TO BE DONE:
From the records below, pull out every line containing the string "wall" and copy each one.

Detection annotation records
──────

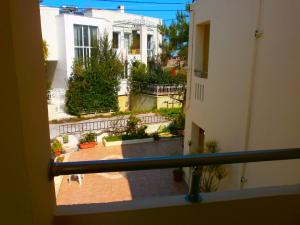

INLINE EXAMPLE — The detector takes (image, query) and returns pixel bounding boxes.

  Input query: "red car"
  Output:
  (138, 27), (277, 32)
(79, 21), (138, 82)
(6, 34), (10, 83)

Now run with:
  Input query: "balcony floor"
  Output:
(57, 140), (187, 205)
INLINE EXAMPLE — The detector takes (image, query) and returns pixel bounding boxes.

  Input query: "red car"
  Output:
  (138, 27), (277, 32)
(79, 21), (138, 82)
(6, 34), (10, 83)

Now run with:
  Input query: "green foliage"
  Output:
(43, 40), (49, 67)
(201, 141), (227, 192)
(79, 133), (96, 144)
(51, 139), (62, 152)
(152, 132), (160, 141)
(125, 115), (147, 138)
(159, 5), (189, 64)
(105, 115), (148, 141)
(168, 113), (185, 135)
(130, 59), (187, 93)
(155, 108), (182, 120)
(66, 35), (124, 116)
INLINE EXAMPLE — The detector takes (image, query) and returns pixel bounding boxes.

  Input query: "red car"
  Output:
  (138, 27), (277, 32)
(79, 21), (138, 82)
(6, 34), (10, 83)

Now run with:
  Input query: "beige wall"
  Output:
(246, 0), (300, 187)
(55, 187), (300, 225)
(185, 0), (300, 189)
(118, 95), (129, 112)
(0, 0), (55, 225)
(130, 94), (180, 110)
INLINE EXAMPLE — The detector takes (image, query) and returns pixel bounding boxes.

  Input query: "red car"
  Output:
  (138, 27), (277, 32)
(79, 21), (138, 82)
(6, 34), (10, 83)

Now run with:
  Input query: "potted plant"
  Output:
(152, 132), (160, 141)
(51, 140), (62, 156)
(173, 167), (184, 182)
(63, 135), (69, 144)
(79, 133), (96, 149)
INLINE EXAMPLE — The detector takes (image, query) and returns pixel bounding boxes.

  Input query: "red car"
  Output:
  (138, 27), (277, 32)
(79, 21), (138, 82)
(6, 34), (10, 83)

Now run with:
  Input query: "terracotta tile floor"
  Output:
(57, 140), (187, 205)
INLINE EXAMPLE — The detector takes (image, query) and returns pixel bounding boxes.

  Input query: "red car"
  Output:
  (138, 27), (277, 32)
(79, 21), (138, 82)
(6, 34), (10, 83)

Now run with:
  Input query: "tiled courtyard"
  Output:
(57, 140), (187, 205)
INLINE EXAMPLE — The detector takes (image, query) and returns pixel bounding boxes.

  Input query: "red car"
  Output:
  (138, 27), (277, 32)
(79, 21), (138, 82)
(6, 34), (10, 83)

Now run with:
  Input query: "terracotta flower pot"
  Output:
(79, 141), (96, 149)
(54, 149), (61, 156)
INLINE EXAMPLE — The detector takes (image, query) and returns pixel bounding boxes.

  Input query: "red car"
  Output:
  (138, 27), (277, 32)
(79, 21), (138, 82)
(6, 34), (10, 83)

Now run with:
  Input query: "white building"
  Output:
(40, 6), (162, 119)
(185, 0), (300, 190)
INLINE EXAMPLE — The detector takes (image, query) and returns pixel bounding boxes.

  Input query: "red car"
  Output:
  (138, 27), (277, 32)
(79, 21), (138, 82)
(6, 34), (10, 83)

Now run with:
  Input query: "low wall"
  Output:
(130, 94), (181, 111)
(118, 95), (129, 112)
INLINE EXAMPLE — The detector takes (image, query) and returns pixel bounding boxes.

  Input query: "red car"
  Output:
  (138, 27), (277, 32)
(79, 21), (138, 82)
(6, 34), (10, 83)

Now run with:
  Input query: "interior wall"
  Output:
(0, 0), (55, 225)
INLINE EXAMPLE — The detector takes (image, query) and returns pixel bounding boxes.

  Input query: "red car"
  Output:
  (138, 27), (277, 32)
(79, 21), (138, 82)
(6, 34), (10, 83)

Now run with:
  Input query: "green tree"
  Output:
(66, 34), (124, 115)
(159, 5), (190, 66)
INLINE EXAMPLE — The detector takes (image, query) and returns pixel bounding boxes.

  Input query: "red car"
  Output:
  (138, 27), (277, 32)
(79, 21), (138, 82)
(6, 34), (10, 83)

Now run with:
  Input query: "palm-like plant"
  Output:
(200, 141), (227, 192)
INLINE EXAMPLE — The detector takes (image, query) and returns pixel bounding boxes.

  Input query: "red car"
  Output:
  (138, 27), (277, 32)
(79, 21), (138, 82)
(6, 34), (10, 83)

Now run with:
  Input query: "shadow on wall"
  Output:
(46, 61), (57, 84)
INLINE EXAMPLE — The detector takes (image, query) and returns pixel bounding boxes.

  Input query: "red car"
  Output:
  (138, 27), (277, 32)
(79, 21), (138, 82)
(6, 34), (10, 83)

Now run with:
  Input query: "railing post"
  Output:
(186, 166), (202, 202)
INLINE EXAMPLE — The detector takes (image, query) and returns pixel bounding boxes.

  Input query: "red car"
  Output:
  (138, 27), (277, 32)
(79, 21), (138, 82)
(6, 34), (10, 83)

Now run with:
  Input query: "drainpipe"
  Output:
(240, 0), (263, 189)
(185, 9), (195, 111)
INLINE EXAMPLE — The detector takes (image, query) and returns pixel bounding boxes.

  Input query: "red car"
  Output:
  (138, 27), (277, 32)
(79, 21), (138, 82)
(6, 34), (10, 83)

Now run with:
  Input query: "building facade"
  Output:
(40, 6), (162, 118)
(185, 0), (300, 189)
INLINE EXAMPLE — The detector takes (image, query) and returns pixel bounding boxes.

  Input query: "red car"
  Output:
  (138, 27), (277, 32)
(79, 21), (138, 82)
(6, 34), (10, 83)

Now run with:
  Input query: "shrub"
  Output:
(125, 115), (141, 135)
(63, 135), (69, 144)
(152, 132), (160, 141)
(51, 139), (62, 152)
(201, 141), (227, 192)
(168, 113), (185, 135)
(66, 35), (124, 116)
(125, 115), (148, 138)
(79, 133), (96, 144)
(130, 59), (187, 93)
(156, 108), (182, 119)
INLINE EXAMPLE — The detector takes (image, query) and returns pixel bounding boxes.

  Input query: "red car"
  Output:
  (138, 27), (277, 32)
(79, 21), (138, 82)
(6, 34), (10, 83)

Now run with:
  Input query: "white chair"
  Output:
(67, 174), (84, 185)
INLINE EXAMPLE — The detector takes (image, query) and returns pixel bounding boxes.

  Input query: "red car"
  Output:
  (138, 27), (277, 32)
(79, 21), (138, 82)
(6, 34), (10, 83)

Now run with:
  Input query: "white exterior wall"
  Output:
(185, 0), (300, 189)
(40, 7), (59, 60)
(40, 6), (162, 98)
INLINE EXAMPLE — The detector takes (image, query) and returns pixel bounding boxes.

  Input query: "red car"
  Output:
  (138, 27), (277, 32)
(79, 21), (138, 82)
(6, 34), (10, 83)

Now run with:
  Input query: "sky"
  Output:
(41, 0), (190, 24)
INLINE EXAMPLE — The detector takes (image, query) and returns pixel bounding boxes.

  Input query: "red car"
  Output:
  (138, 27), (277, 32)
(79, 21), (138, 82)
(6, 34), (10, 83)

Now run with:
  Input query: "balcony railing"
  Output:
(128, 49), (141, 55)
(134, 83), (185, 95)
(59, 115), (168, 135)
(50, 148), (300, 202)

──────

SOLUTION FOR THIS PROBLEM:
  Input query: "beige wall"
  Input query: "low wall"
  Input query: "interior wall"
  Input query: "shadow on wall"
  Input query: "white exterior wall"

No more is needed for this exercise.